RAW RECORDS:
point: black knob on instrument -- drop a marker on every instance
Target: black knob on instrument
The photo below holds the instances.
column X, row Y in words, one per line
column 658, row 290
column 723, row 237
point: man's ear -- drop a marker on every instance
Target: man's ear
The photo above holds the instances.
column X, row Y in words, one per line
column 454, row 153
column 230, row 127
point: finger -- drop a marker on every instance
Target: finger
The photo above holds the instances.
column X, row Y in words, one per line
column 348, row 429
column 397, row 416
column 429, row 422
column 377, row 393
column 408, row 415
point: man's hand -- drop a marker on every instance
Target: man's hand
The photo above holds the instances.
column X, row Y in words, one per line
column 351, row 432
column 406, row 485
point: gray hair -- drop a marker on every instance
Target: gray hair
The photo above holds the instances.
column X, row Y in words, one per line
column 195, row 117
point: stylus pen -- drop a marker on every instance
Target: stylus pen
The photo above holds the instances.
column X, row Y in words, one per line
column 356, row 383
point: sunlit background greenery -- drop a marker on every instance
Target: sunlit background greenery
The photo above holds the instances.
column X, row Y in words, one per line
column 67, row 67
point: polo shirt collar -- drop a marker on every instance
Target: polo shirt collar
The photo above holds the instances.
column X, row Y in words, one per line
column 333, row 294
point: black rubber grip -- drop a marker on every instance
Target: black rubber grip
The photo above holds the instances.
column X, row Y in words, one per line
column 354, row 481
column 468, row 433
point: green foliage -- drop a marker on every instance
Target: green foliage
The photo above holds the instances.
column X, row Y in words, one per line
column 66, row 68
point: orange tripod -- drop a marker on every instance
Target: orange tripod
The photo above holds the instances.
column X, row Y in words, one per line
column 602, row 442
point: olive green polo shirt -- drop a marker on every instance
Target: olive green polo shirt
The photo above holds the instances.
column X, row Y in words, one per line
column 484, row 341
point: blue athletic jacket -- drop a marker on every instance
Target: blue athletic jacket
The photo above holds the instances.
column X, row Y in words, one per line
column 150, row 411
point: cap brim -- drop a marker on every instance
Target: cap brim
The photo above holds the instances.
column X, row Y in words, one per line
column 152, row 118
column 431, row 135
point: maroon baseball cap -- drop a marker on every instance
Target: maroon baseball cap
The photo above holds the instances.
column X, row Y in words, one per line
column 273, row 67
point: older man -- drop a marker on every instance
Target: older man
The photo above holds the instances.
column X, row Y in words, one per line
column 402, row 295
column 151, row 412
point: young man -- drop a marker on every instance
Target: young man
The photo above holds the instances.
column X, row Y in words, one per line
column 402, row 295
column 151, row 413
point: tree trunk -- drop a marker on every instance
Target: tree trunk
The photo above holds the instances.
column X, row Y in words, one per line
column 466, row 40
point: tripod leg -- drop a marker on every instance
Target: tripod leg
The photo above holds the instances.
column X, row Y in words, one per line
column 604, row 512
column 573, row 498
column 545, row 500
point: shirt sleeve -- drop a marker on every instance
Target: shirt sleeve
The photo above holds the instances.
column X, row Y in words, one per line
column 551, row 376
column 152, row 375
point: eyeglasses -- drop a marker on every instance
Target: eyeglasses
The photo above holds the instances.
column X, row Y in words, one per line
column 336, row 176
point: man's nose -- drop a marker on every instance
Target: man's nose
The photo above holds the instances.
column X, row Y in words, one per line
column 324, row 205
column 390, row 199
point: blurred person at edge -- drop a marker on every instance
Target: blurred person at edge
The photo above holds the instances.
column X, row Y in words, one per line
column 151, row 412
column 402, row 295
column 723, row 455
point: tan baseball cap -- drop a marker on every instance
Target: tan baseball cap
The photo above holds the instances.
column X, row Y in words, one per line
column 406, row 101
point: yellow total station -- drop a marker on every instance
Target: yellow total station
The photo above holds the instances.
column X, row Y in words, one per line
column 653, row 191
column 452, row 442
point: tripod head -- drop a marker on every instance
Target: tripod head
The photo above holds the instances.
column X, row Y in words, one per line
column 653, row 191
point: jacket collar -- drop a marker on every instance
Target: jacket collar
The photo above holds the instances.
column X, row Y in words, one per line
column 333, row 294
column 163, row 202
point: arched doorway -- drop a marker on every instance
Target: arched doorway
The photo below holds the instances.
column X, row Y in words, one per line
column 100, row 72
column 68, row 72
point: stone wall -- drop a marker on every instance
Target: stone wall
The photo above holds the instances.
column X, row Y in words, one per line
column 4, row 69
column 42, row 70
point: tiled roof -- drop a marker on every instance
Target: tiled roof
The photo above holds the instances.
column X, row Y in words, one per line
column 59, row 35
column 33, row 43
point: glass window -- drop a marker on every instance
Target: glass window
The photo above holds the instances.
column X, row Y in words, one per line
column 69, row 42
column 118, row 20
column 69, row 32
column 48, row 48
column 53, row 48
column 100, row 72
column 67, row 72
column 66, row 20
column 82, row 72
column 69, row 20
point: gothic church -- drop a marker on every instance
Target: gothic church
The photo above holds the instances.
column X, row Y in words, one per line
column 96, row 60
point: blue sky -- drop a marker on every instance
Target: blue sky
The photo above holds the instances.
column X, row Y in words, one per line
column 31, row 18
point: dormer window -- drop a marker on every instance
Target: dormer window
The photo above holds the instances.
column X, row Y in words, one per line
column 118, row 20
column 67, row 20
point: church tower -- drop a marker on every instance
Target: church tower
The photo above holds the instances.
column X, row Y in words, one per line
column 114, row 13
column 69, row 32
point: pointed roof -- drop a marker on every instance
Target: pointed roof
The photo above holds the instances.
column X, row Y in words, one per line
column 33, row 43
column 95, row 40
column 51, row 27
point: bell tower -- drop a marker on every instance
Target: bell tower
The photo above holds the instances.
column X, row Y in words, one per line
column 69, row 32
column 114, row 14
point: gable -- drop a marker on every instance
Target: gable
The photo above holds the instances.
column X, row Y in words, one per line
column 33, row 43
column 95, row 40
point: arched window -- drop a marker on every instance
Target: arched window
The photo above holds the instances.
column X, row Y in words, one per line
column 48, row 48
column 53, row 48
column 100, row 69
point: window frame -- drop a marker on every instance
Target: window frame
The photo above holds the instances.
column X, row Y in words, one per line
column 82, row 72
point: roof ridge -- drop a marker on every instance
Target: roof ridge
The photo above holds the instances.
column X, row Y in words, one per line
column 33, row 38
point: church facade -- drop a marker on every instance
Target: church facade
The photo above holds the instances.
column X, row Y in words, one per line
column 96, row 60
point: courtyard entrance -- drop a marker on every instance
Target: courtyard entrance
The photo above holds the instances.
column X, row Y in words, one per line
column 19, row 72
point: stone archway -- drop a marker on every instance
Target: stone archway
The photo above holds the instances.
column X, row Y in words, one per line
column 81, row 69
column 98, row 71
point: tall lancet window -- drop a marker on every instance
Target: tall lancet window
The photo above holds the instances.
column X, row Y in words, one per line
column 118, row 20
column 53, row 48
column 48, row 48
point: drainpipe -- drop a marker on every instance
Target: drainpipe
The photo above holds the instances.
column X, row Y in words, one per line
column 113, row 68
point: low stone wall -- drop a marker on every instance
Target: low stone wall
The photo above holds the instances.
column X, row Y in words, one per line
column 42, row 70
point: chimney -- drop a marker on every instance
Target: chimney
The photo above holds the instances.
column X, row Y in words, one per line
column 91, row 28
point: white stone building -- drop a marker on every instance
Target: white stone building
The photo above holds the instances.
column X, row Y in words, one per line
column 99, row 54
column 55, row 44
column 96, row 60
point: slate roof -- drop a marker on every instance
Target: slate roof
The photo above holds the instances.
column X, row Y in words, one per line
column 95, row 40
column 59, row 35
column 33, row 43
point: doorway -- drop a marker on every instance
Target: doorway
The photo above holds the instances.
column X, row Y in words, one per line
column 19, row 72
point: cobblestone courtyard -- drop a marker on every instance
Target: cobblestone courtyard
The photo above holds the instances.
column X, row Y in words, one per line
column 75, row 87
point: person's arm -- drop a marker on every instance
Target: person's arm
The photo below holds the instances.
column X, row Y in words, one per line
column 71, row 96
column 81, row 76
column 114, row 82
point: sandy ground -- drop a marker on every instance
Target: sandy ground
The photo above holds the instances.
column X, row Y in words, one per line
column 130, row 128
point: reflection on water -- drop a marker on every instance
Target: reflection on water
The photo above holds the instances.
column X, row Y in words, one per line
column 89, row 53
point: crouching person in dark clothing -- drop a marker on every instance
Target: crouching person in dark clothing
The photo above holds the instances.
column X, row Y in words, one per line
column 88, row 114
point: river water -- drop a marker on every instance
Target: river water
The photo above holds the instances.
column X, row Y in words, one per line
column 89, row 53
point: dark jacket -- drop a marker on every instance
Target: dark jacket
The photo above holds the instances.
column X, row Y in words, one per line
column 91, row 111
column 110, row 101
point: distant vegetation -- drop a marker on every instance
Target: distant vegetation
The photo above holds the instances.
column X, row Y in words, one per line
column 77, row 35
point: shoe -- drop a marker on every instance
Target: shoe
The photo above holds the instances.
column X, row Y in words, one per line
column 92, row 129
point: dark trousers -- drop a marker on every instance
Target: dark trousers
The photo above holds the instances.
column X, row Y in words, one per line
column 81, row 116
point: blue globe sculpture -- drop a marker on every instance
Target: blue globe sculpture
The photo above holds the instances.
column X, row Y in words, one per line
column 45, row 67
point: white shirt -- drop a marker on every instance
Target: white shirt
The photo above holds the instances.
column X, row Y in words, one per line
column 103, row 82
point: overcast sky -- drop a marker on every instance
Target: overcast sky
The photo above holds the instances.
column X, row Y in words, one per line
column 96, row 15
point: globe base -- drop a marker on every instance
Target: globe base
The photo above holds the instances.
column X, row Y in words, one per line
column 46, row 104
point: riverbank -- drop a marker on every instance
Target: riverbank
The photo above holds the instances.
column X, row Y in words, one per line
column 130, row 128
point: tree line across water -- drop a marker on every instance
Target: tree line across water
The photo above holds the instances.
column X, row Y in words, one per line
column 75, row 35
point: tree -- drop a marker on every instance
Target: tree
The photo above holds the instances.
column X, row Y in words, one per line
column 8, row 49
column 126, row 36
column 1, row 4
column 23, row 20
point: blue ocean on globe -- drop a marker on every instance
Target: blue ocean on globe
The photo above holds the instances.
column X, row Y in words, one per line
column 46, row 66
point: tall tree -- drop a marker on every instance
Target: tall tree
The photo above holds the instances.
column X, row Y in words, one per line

DESCRIPTION OF THE TASK:
Write out the lines of the listing above exactly, starting at the line that contains "point: church facade" and ending at the line that contains "column 113, row 68", both included.

WORKED ANSWER:
point: church facade -- drop a marker on every instance
Target: church facade
The photo above holds the instances.
column X, row Y in words, one per line
column 96, row 60
point: courtyard entrance -- drop a marker on every instance
Target: courtyard entrance
The photo above holds the instances.
column X, row Y in words, one per line
column 19, row 72
point: stone archway -- drop a marker on every instance
Target: stone archway
The photo above holds the instances.
column X, row Y in words, one per line
column 81, row 69
column 98, row 71
point: tall lancet window -- drop a marker on every instance
Target: tall lancet window
The photo above holds the instances.
column X, row Y in words, one per line
column 118, row 20
column 53, row 48
column 48, row 48
point: drainpipe -- drop a marker on every instance
Target: drainpipe
The photo above holds the instances.
column X, row Y in words, one per line
column 113, row 68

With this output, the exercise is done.